--- Data to process ---
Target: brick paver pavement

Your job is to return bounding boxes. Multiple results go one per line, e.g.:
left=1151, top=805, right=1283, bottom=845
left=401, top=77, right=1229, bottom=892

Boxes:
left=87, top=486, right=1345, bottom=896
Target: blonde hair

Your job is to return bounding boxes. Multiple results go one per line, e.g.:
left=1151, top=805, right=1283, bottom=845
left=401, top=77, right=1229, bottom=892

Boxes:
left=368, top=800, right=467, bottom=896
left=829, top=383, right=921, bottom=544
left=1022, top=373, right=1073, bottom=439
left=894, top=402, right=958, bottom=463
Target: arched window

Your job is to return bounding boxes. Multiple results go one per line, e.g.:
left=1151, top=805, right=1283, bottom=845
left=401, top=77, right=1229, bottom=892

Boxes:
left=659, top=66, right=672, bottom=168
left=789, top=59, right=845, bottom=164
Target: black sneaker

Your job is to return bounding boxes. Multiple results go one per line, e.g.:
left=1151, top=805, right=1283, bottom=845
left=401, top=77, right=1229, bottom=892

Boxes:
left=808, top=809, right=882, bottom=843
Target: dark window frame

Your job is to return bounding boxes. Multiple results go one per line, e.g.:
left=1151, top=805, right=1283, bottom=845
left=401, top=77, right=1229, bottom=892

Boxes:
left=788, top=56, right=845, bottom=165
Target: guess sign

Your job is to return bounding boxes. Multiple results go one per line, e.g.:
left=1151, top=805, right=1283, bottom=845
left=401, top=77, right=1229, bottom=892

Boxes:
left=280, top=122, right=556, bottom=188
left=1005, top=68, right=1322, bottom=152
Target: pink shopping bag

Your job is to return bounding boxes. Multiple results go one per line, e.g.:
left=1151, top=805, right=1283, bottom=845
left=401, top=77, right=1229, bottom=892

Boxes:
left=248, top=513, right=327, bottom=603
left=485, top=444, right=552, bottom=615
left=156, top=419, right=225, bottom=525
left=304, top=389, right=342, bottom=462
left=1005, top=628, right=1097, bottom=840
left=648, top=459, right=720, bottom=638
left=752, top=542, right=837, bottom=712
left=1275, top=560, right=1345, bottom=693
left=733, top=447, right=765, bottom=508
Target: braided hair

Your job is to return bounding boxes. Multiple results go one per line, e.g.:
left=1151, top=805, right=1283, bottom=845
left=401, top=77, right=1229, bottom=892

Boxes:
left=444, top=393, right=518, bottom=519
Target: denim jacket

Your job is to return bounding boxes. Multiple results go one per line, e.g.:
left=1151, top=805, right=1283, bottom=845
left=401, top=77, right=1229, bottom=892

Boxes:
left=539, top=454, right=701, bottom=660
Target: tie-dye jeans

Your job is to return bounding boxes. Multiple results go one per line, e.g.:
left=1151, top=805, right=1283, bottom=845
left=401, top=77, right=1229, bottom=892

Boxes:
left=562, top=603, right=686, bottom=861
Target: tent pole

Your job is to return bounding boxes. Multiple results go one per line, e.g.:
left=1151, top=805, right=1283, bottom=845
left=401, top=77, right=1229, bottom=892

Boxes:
---
Update the items above by changing every instance of "Your job is" to "Your task is". Leave every other character unchanged.

Target: brick paver pavement

Your task is to return bounding boxes. Multiple results go one per line, e.g.:
left=1151, top=805, right=1283, bottom=845
left=401, top=77, right=1229, bottom=892

Boxes:
left=87, top=486, right=1345, bottom=896
Target: blonde hair

Your task is to return bounding boxes. Multiple results go one per line, e.g.:
left=1151, top=805, right=1283, bottom=845
left=401, top=77, right=1229, bottom=892

Boxes:
left=368, top=800, right=467, bottom=896
left=829, top=383, right=921, bottom=544
left=1022, top=373, right=1073, bottom=439
left=894, top=402, right=958, bottom=463
Target: arched window

Your task is to return bounding boxes. Multiple results go one per line, e.g.:
left=1151, top=805, right=1283, bottom=845
left=401, top=77, right=1229, bottom=892

Boxes:
left=659, top=66, right=672, bottom=168
left=789, top=59, right=845, bottom=164
Target: black sneaker

Your task is to return bounding boxes. Multiple results go one per line, e.g.:
left=1151, top=805, right=1283, bottom=845
left=401, top=77, right=1229, bottom=892

Boxes:
left=808, top=809, right=882, bottom=843
Target: dark window frame

Your task is to return bounding boxes. Multiple results go one per line, e.g.:
left=1151, top=805, right=1283, bottom=845
left=401, top=77, right=1229, bottom=892

Boxes:
left=788, top=56, right=845, bottom=165
Target: guess sign

Your task is to return bounding boxes. Multiple results go one per line, e.g.:
left=1151, top=805, right=1283, bottom=845
left=401, top=77, right=1229, bottom=892

Boxes:
left=280, top=122, right=556, bottom=188
left=1005, top=68, right=1322, bottom=152
Target: pink shopping bag

Your task is to return bounding boxes. Multiple results go one per line, e.g.:
left=1151, top=805, right=1283, bottom=845
left=401, top=77, right=1229, bottom=892

Boxes:
left=248, top=513, right=327, bottom=603
left=485, top=444, right=552, bottom=615
left=156, top=419, right=225, bottom=525
left=304, top=389, right=342, bottom=462
left=1005, top=628, right=1097, bottom=840
left=648, top=459, right=720, bottom=638
left=752, top=542, right=837, bottom=712
left=1275, top=560, right=1345, bottom=693
left=733, top=447, right=765, bottom=508
Target: braided hair

Your task is to return bounding boxes. Multiple results go one per line, e.g.:
left=1151, top=805, right=1283, bottom=845
left=401, top=77, right=1229, bottom=892

Boxes:
left=444, top=393, right=518, bottom=519
Target: denim jacket

Your task is to return bounding boxes. Multiple results go one per line, e.g.:
left=1151, top=805, right=1283, bottom=845
left=401, top=77, right=1229, bottom=892

Boxes:
left=539, top=454, right=701, bottom=660
Target: tie-dye jeans

Your task is to return bounding boxes. Multiple results go one per line, e.g.:
left=1151, top=805, right=1283, bottom=845
left=401, top=77, right=1229, bottom=892

Boxes:
left=562, top=603, right=686, bottom=861
Target: tent pole

Your task is to return bounding boxes. Multiple results go one per line, e.g.:
left=1151, top=805, right=1283, bottom=845
left=401, top=77, right=1229, bottom=892

Boxes:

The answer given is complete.